• _Written problem_
Reproduce the material below with "give the coordinates" substituted by "report the coordinates" throughout, keeping everything else the same. Leave out the pictures.

• _Pointing and labeling entries_
════
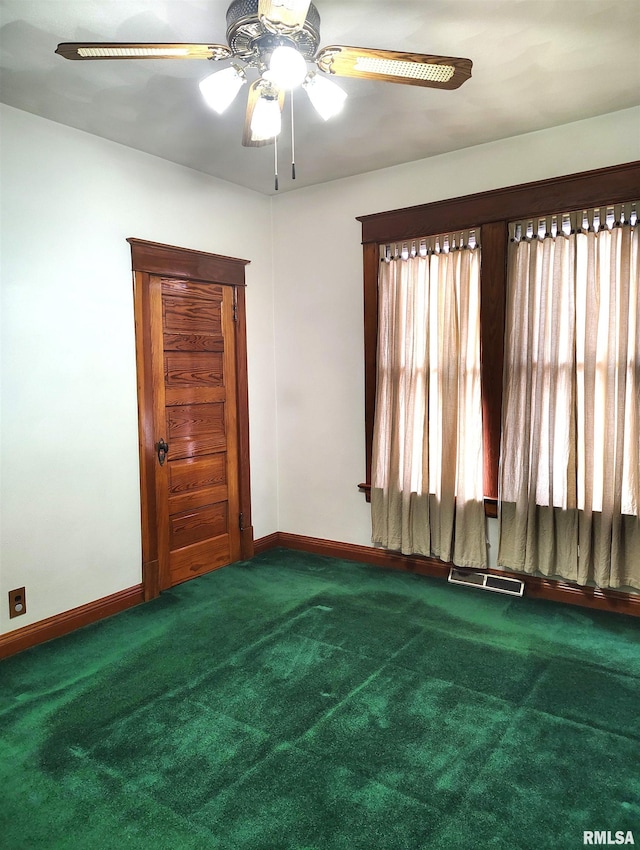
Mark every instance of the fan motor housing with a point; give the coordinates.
(246, 34)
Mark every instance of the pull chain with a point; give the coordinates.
(275, 154)
(293, 143)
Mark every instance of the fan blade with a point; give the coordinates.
(414, 69)
(284, 15)
(253, 98)
(120, 50)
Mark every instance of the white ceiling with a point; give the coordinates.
(536, 64)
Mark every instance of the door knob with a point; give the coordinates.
(163, 451)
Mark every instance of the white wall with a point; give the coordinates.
(70, 492)
(318, 307)
(70, 485)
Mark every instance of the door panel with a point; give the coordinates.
(192, 393)
(194, 369)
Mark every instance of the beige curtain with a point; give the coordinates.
(570, 464)
(427, 488)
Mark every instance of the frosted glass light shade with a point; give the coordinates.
(287, 67)
(266, 121)
(220, 89)
(327, 98)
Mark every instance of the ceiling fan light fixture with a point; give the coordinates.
(220, 88)
(327, 97)
(266, 121)
(287, 67)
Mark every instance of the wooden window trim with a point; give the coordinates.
(491, 211)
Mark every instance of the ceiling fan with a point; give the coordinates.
(277, 38)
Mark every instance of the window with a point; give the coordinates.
(491, 213)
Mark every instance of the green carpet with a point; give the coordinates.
(300, 702)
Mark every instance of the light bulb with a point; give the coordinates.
(287, 67)
(266, 120)
(326, 96)
(220, 89)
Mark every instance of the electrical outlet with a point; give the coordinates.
(17, 602)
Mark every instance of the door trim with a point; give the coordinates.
(154, 258)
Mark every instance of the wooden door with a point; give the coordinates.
(193, 428)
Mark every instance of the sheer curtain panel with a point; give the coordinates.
(427, 484)
(570, 463)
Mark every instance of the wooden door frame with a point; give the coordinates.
(153, 258)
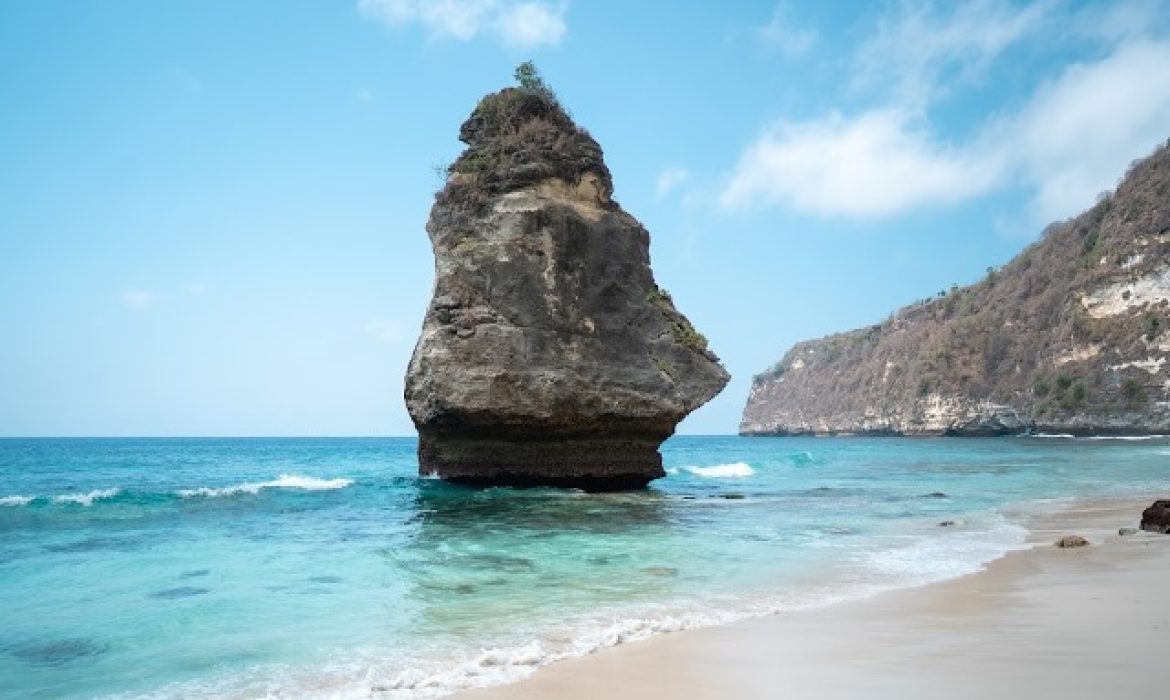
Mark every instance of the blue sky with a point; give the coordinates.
(212, 212)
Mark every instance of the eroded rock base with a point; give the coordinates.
(590, 464)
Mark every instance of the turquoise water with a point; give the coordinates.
(179, 568)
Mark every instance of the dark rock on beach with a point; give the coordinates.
(548, 355)
(1156, 519)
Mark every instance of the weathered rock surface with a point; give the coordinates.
(1071, 542)
(549, 355)
(1072, 336)
(1156, 519)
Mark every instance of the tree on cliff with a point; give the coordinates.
(530, 81)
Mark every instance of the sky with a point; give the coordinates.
(212, 211)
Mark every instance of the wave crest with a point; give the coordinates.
(733, 471)
(294, 481)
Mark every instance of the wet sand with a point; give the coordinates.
(1044, 622)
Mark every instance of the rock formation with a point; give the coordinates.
(548, 355)
(1072, 336)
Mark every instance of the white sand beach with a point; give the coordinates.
(1044, 622)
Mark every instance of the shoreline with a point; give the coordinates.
(1081, 622)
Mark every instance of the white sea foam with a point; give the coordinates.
(914, 560)
(87, 499)
(1128, 438)
(917, 560)
(282, 481)
(735, 469)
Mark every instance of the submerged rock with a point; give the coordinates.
(549, 355)
(1156, 519)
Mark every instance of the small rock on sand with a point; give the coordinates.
(1156, 519)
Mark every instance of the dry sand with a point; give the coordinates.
(1051, 623)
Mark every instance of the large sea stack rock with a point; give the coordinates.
(548, 355)
(1072, 336)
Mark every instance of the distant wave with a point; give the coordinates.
(735, 469)
(85, 499)
(282, 481)
(1128, 438)
(290, 481)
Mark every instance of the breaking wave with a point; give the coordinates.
(733, 471)
(253, 488)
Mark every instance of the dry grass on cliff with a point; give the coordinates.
(1013, 337)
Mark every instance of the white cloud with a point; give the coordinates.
(1079, 132)
(668, 180)
(525, 23)
(872, 165)
(138, 299)
(531, 23)
(1067, 142)
(784, 36)
(917, 54)
(385, 331)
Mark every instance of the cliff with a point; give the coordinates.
(1072, 336)
(548, 355)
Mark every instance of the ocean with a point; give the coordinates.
(301, 568)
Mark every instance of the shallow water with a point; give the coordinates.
(327, 567)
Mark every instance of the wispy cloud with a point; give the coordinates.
(867, 166)
(138, 299)
(920, 53)
(525, 23)
(668, 180)
(784, 36)
(1078, 134)
(1067, 142)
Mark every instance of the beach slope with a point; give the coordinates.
(1072, 623)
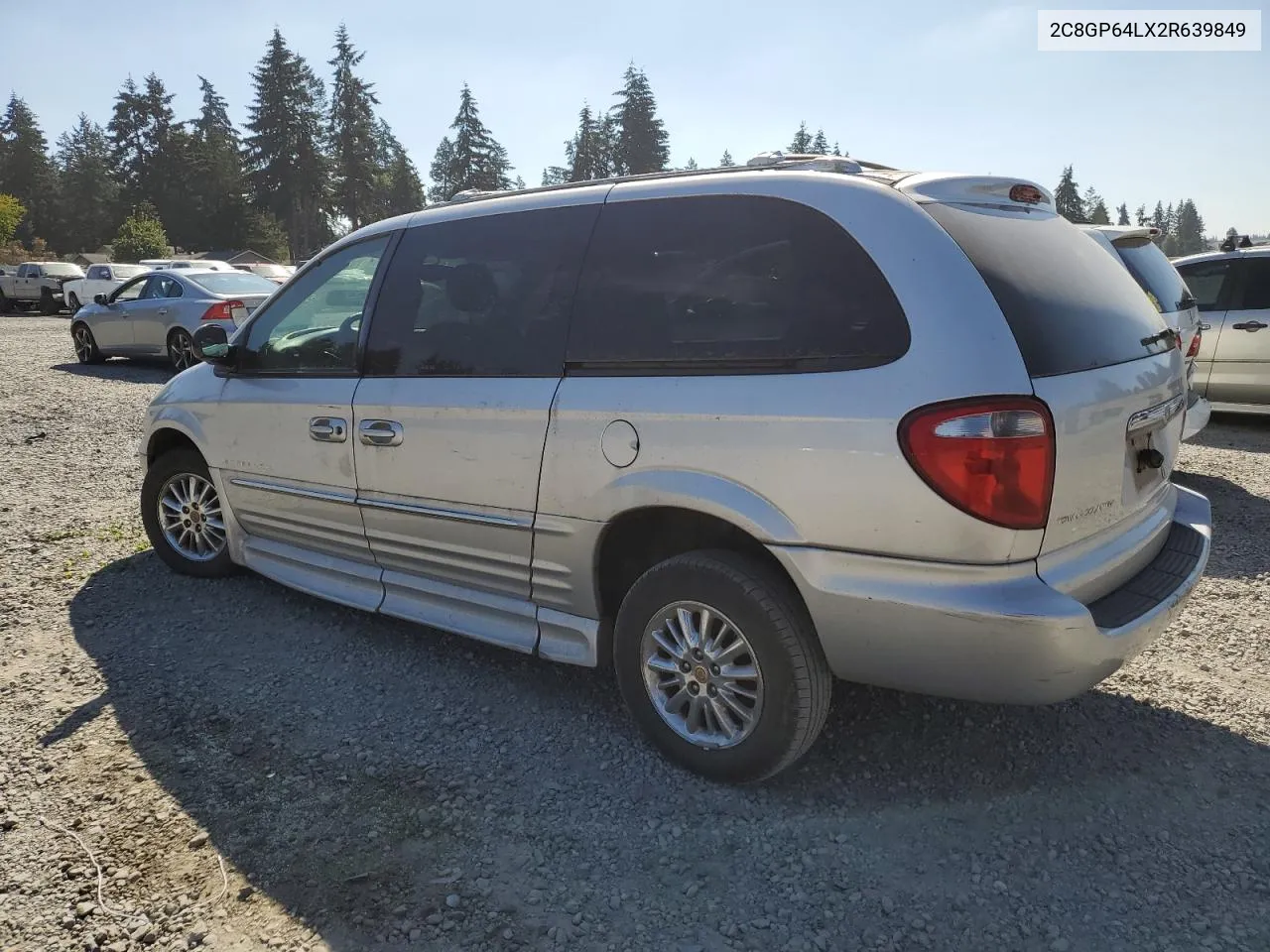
════
• _Response to the task_
Mark every instance of the fan motor housing with a point; report the coordinates.
(246, 34)
Mark every instance of the pull chain with a point; report the coordinates.
(275, 154)
(293, 143)
Mark every instance of the fan blade with a point; report the coordinates.
(414, 69)
(284, 15)
(253, 98)
(120, 50)
Mark every instance of the white ceiling with a point; report the coordinates.
(536, 64)
Mark every instance of the door knob with a point; report the coordinates.
(163, 451)
Mark every instance of the white wall with a point; report the coordinates.
(70, 492)
(318, 307)
(70, 485)
Mark every instance of the door panel with a point; report the coordinates.
(192, 393)
(194, 369)
Mark every instance of the beige curtain with a point; report the coordinates.
(570, 464)
(427, 488)
Mark every instance of the frosted glass light shade with a point; report the coordinates.
(287, 67)
(266, 121)
(220, 89)
(327, 98)
Mark every instance of the ceiling fan light fixture with a point; report the coordinates.
(220, 88)
(327, 97)
(266, 121)
(287, 67)
Mark every instance of the wooden window trim with a point; report the coordinates.
(491, 211)
Mark every instance of the ceiling fan with a point; report the coordinates.
(277, 38)
Mark every instance of the window with a point; report the coordinates.
(491, 213)
Mark every instance of the green carpet with a point; report the coordinates.
(300, 702)
Mark every instance of the light bulb with a point; report the coordinates.
(287, 67)
(266, 120)
(326, 96)
(220, 89)
Mark every instance of the electrical outlet with a point; report the coordinates.
(17, 602)
Mark every instance of the door trim with a point; report the coordinates.
(154, 258)
Mark every instance of the wooden door with a point; report the coordinates.
(193, 428)
Mark every instance of the sheer curtain panel with a point; report the coordinates.
(427, 484)
(570, 463)
Mark every instance of the wooden door frame with a point; report the coordinates.
(153, 258)
Mark every instance of the blue sky with a point; report the coordinates.
(212, 212)
Mark every instance of the eroded rock base with a point; report the coordinates.
(590, 464)
Mark every instance of the turquoise water with a point; report the coordinates.
(179, 568)
Mark every instance of the dark rock on beach with a point; report the coordinates.
(548, 355)
(1156, 519)
Mark every instance of the weathered rock surface with a point; report the coordinates.
(1071, 542)
(549, 355)
(1072, 336)
(1156, 519)
Mark every instance of the tree on cliff with a point; report the coordinates.
(530, 81)
Mark every instance of the sky with a point; report the coordinates.
(212, 211)
Mark every instance of the wave crest with a point; report the coordinates.
(733, 471)
(294, 481)
Mark every instance of the wet sand with a point; report the coordinates.
(1044, 622)
Mark every instance of the rock formation with a point; report the coordinates.
(548, 355)
(1072, 336)
Mark every instance of the white sand beach with a point; report the coordinates.
(1044, 622)
Mark every instance of the shoreline with a point; report the coordinates.
(1081, 622)
Mark every instance of the white sea foam with a point; report the coordinates.
(914, 560)
(87, 499)
(1128, 438)
(917, 560)
(282, 481)
(735, 469)
Mark every instance of the submerged rock with a point; report the coordinates.
(549, 355)
(1156, 519)
Mark every instance of the small rock on sand with a point; report the coordinates.
(1156, 519)
Mark every instance of the dry sand with a point; report the coordinates.
(1051, 623)
Mark every instance of the large sea stack rock with a point; report the coordinates.
(548, 355)
(1072, 336)
Mark every instance of the distant wave with a point; report the coordinates.
(735, 469)
(85, 499)
(282, 481)
(1128, 438)
(290, 481)
Mark every instance of the breaking wave with a point; report the coordinates.
(733, 471)
(253, 488)
Mark every instance of the dry grass on cliff with a point; report the coordinates.
(1013, 337)
Mark every instance of the white cloud with a point; report the coordinates.
(1079, 132)
(668, 180)
(525, 23)
(872, 165)
(138, 299)
(531, 23)
(1067, 142)
(784, 36)
(917, 54)
(385, 331)
Mark every instance of the cliff with a point; report the coordinates.
(1072, 336)
(548, 355)
Mark every instance of the ocean with a point; report the coordinates.
(301, 568)
Mark every instance of the shallow water with a point; report the coordinates.
(327, 567)
Mark every instance of the wispy cloud with a point; report the coordinates.
(867, 166)
(138, 299)
(920, 53)
(525, 23)
(668, 180)
(784, 36)
(1078, 134)
(1067, 142)
Mark every instance of the beach slope with a point; report the coordinates.
(1072, 623)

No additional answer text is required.